• Passage

It’s do or die for Microsoft. Sure, it could stay put and barely innovate for the next 30 years before it runs out of cash, but what kind of CEO would want to write that chapter in a firm’s history? Definitely not the kind of CEO who would spearhead the launch of an entirely new cloud-based health and analytics platform — particularly one that’s launching with support for operating systems engineered by arch rivals Google and Apple.
Another Fitness Tracker?
While smartphones and tablets have dominated the consumer electronics sector of late, the connected health subcategory has been quietly looming. Now, it’s surging. With Fitbit, Jawbone, Samsung, and Google all vying for a slice of the fitness pie, Microsoft has leapt in with two huge announcements. The first is Microsoft Health, which the company describes as a cloud-based “intelligence engine”. In a nutshell, it’s a database where information collected by fitness trackers can live and be distributed. Microsoft designed Health to talk not only with its own hardware, but with everything on the market.
Health will work with UP by Jawbone, MapMyFitness, MyFitnessPal and RunKeeper, even though Microsoft had no hand in designing these, nor did it partner with their developers. It has no financial stake in supporting them. But it has come to the realization that if it doesn’t open itself up to work with programs and software that people already love, it may lose its last great chance to add value in the new consumer electronics universe.

• Challenge a
In the passage about Microsoft Health, how does Microsoft describe Microsoft Health?

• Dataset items

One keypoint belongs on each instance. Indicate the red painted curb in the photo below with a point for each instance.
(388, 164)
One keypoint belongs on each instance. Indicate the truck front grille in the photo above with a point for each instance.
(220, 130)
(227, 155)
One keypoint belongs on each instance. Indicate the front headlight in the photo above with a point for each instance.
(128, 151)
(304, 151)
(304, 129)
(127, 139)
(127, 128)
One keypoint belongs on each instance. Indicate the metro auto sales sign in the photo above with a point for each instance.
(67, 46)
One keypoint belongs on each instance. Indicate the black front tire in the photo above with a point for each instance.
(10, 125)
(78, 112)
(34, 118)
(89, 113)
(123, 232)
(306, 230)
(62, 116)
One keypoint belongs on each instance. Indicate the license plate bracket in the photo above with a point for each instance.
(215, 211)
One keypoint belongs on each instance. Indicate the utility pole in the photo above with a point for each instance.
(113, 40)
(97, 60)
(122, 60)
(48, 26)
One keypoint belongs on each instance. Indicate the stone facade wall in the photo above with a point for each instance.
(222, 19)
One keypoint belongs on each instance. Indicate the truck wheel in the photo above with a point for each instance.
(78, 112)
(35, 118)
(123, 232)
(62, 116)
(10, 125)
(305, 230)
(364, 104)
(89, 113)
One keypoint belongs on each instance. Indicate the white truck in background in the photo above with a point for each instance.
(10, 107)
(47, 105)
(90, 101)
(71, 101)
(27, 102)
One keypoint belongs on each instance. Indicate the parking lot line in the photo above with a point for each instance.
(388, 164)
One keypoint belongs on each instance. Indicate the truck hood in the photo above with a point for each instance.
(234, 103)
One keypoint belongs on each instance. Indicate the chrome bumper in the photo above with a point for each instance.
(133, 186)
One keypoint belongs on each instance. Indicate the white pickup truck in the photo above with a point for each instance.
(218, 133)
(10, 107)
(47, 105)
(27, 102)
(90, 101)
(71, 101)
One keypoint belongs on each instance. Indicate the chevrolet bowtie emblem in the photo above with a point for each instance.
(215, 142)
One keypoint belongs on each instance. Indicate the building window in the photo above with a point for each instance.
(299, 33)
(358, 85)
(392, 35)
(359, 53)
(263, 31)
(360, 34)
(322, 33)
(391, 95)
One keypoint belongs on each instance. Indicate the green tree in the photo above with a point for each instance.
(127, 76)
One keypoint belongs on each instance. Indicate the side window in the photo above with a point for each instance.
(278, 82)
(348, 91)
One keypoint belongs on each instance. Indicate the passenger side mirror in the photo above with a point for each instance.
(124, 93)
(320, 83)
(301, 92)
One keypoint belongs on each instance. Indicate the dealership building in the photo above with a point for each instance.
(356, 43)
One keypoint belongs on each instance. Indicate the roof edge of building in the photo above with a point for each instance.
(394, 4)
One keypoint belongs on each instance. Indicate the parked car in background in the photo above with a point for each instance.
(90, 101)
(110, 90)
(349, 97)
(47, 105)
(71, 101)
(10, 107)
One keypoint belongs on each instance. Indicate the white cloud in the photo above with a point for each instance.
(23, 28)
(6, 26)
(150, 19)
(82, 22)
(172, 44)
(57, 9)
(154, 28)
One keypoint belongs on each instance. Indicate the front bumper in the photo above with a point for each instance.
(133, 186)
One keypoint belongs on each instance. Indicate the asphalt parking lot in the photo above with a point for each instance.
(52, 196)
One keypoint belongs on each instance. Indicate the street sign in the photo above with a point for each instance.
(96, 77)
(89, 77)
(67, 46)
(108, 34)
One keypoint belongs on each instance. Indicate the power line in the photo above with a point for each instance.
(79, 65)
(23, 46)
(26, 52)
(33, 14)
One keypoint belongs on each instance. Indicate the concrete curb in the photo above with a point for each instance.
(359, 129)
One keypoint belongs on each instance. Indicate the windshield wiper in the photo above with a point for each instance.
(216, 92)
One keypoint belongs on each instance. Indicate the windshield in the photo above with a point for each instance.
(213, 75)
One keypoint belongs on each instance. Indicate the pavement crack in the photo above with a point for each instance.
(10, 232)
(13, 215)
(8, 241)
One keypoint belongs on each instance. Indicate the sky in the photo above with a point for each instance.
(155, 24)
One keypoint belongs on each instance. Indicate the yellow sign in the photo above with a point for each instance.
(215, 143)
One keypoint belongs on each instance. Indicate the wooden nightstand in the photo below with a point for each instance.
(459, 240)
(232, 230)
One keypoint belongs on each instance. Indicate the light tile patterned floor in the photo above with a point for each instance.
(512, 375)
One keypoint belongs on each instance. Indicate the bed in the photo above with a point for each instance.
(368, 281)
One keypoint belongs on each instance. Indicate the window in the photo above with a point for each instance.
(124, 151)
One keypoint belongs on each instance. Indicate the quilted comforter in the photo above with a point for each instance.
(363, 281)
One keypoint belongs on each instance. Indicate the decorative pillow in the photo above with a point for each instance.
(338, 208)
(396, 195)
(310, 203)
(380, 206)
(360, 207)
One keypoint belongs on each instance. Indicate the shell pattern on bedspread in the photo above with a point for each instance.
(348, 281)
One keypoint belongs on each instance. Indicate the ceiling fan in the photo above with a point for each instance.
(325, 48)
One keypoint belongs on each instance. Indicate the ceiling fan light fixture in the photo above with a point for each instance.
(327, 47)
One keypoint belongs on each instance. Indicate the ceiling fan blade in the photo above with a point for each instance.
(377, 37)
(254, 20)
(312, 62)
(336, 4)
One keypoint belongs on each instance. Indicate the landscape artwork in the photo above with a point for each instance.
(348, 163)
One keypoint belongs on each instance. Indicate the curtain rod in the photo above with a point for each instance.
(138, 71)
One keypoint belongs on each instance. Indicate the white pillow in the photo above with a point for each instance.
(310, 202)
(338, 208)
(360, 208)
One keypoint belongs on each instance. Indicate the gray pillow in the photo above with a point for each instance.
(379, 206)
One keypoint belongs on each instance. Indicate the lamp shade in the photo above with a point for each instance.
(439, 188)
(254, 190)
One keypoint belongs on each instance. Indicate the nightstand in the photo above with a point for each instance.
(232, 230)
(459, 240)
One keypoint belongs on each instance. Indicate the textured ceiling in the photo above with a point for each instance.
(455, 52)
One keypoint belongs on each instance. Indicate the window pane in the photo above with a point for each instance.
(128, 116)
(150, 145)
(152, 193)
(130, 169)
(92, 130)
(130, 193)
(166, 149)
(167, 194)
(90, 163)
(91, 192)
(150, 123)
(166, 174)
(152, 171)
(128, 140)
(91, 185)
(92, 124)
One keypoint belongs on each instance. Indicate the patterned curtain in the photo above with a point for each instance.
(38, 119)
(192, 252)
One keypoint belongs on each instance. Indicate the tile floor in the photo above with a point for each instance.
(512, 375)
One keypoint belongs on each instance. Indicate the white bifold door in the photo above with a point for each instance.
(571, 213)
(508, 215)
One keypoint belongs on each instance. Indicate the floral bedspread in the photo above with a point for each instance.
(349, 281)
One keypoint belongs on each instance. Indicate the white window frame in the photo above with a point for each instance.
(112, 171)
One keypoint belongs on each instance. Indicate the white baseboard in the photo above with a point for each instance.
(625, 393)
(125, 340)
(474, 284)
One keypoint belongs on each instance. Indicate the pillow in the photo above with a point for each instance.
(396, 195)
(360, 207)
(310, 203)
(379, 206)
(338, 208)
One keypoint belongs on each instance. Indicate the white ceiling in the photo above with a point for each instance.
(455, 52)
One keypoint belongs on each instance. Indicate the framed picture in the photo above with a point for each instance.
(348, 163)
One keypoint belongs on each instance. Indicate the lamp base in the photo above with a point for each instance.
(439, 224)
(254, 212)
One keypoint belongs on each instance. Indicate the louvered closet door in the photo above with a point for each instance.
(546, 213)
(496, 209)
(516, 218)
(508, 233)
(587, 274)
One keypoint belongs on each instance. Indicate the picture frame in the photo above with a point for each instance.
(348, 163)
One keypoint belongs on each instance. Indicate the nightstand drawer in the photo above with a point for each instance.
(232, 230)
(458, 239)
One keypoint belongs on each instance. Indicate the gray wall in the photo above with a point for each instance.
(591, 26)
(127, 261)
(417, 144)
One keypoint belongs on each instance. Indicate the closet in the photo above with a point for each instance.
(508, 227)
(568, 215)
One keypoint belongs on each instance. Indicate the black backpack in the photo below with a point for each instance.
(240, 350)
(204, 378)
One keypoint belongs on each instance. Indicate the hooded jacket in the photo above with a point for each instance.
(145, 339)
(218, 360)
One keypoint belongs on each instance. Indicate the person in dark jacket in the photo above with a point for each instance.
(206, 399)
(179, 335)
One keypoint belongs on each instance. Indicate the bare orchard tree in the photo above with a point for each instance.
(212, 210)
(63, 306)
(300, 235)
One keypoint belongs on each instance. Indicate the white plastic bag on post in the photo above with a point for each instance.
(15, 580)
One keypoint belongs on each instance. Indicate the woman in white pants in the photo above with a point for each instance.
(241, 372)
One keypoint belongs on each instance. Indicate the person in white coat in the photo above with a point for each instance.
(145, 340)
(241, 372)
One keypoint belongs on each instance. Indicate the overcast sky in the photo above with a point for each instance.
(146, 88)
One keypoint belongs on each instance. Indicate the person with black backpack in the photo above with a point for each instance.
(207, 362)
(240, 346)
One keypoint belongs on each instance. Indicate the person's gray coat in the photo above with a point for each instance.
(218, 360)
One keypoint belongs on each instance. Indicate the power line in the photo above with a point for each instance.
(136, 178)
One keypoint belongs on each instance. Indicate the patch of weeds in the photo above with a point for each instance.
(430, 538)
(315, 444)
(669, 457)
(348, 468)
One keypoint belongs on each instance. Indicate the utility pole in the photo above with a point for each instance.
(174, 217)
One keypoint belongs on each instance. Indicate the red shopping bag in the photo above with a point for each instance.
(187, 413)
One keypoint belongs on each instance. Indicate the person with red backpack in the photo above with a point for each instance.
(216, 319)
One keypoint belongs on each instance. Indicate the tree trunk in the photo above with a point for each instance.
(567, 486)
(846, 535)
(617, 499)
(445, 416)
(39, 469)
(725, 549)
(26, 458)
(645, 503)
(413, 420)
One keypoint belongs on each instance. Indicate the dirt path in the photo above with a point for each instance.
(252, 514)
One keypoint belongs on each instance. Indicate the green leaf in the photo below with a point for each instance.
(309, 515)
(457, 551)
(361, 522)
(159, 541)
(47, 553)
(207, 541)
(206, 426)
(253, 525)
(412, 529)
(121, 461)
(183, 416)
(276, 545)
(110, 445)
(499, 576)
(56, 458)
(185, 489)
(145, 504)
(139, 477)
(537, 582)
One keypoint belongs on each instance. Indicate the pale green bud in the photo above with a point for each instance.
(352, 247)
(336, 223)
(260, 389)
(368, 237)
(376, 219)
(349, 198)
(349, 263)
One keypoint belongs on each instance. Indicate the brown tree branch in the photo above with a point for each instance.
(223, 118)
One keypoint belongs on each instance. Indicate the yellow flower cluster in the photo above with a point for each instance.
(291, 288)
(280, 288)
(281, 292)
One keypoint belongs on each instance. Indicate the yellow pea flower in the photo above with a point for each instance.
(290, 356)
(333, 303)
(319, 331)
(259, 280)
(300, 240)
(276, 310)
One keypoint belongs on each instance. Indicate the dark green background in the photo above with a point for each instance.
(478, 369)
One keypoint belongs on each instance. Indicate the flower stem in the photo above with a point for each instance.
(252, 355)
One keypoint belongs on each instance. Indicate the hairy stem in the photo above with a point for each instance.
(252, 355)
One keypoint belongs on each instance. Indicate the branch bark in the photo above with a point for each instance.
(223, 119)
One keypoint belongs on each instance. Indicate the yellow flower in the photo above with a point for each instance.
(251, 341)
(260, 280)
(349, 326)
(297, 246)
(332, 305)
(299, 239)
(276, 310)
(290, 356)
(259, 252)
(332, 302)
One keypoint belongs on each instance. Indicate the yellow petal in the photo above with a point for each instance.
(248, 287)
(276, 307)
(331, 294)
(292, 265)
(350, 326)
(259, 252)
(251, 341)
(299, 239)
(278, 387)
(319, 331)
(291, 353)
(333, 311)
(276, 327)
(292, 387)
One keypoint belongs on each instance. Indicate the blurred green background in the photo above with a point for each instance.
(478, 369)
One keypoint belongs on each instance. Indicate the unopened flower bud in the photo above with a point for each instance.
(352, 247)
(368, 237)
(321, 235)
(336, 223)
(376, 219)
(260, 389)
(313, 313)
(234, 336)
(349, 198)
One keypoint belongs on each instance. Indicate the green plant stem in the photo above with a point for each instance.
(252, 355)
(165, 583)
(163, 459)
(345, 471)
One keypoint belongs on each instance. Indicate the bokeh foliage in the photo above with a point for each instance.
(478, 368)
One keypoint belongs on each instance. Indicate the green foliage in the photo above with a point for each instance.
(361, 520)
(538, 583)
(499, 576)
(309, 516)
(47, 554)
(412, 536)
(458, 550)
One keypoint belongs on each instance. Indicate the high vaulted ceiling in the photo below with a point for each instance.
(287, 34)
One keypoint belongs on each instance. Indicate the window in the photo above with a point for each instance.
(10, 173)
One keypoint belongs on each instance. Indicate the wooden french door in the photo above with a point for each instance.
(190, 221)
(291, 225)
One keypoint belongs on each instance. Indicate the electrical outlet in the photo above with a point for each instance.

• Challenge b
Report how many lines of the rows contain the string "foliage", with case counting, and give only the number.

• Expected output a
Microsoft describes it as a cloud-based "intelligence engine."

• Expected output b
2